##### Record set #####
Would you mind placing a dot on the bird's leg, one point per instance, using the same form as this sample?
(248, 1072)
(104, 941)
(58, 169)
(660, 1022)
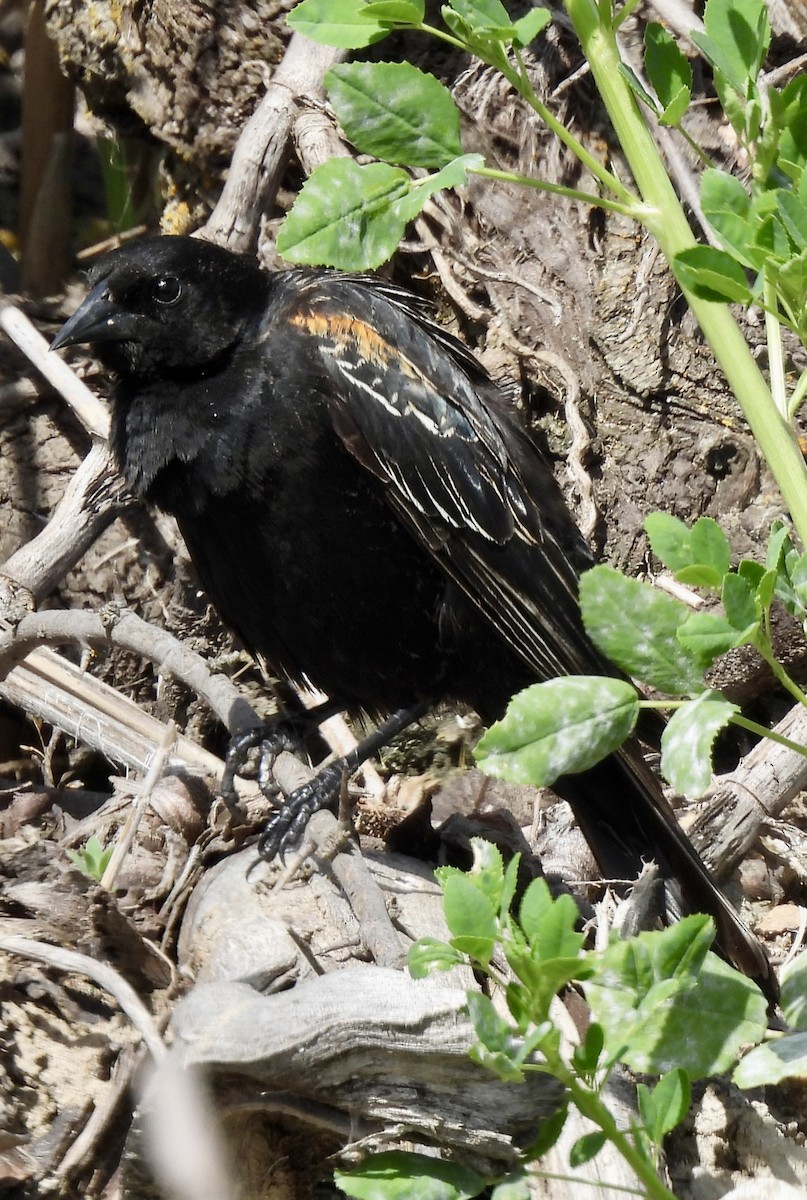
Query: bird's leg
(285, 732)
(286, 826)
#####
_Exercise prompt_: Repeat every entry above exactly as written and omit any pictures it holds.

_Reply to the exercise_:
Would you mind placing a dot on the bird's leg, one point per instance, using the same form as this sample?
(248, 1072)
(104, 941)
(58, 169)
(660, 1022)
Query: bird's leg
(285, 732)
(286, 826)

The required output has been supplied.